[Opening Exercise materials section]
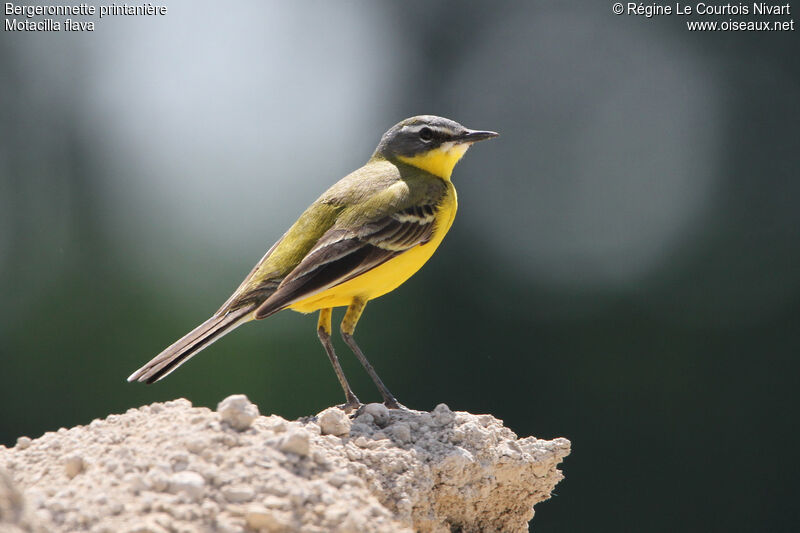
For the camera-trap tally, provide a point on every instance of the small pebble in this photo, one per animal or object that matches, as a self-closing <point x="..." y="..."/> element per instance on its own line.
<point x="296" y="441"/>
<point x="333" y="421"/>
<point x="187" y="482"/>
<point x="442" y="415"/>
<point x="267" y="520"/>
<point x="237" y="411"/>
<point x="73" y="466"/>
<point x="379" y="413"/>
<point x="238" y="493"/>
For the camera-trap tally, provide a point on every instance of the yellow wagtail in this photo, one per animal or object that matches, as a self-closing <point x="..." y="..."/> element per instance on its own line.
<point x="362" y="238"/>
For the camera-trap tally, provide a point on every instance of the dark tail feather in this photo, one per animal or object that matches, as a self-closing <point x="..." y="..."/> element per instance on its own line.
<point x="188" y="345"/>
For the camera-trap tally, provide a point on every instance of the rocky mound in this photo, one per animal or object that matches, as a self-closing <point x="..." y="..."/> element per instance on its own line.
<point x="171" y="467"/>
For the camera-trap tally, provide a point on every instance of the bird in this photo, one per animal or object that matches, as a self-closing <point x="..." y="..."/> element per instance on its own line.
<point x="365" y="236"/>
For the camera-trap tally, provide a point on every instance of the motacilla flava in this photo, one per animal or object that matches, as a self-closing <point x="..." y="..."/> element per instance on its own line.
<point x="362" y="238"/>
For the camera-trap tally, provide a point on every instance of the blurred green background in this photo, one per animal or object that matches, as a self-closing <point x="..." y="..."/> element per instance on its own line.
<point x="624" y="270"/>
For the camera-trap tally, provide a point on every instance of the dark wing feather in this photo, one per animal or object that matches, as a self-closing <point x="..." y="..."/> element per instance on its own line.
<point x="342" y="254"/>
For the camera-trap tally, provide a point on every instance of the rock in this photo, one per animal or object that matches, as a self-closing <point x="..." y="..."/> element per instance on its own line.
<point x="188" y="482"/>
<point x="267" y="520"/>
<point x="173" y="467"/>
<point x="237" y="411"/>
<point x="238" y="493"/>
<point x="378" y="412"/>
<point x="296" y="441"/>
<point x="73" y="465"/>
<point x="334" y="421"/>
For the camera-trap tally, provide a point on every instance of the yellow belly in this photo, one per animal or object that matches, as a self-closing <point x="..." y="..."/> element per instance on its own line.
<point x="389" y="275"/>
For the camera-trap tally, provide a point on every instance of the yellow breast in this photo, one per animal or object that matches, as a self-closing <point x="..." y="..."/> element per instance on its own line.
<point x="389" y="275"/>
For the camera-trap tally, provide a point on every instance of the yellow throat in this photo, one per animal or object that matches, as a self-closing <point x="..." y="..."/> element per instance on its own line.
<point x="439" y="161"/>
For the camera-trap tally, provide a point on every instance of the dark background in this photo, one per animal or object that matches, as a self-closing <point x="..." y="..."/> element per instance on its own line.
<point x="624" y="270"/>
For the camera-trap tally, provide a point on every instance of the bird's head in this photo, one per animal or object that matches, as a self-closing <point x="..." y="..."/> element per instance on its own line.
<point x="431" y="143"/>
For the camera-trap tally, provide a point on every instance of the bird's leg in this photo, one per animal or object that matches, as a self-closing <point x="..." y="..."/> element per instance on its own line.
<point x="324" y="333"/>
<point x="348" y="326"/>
[Closing Exercise materials section]
What to produce:
Word for word, reproduce the listing above; no image should be carried over.

Answer section:
For the camera-trap tally, provide a point on every instance of the small pebble in this photo, one per animal or object that matches, as a self-closing <point x="..." y="..."/> element per instance on its own line.
<point x="296" y="441"/>
<point x="333" y="421"/>
<point x="187" y="482"/>
<point x="442" y="415"/>
<point x="267" y="520"/>
<point x="237" y="411"/>
<point x="73" y="466"/>
<point x="379" y="413"/>
<point x="238" y="493"/>
For the camera-trap tally, provide a point on every instance of the yellow wagtail in this photo, one per animal or object that matches, as a self-closing <point x="..." y="..."/> element per instance on its own line.
<point x="362" y="238"/>
For the camera-trap tally, provide a point on every instance of the dark tail feather in this photo, one per animal or object that matches, as a self-closing <point x="..." y="..."/> element per instance on its own line.
<point x="188" y="345"/>
For the camera-trap tally, provide a point on every instance of the rocky mound in this photo, one per animal or object that matches, as a self-closing <point x="..." y="..."/> element per instance on its own line.
<point x="171" y="467"/>
For the camera-trap tally, provide a point on every instance of the bird in this photo, one per animal or object that matches, as a self-closing <point x="..." y="..."/> element per instance on its own line.
<point x="365" y="236"/>
For the camera-trap tally, provide a point on every instance of the motacilla flava in this photo, one per animal or object that matches, as a self-closing <point x="..." y="..."/> element per instance on its own line.
<point x="362" y="238"/>
For the camera-trap tally, provide a point on every instance of the blurred green background in this photo, one per animal or object that matches, as a self-closing <point x="..." y="..."/> element per instance on its own line.
<point x="624" y="270"/>
For the camera-trap tally, provide a point on every instance of the dark wing feather in this photo, one per animal or object that matches, as a self-closing <point x="..." y="..."/> element per instance on its own line.
<point x="342" y="254"/>
For the camera-trap tally, provide a point on every instance of the rock in this photo, one per animal or object that matches, as a self-closing <point x="..." y="..."/> element per instance on its own line.
<point x="188" y="482"/>
<point x="267" y="520"/>
<point x="173" y="467"/>
<point x="237" y="411"/>
<point x="238" y="493"/>
<point x="378" y="412"/>
<point x="296" y="441"/>
<point x="73" y="465"/>
<point x="334" y="421"/>
For the camera-trap tally, provide a point on every instance of the yellow belly in this photo, one per animal or object that matches, as a self-closing <point x="..." y="..."/> element per instance on its own line.
<point x="389" y="275"/>
For the camera-trap tally, provide a point on every instance of the yellow breast in this photo, one per animal or object that matches, as a self-closing <point x="..." y="..."/> element per instance on its own line.
<point x="389" y="275"/>
For the camera-trap tally, provide a point on every instance of the yellow throat in this photo, one per animal or object that matches, as a self-closing <point x="..." y="..."/> element per instance on its own line.
<point x="439" y="161"/>
For the camera-trap tally, provide a point on every instance of the dark background in this photo, one per animal or object that matches, as a self-closing <point x="..." y="..."/> element per instance on its own line.
<point x="624" y="270"/>
For the camera-trap tally, provide a point on every instance of the bird's head in this photo, one per animal or object that matches, as a self-closing <point x="..." y="..."/> element per instance on its own line.
<point x="431" y="143"/>
For the camera-trap tally, provide a point on every instance of the bird's leg in this photo, one per animal or object that matches, as a self-closing <point x="..." y="..."/> element per instance on its own line.
<point x="324" y="333"/>
<point x="348" y="326"/>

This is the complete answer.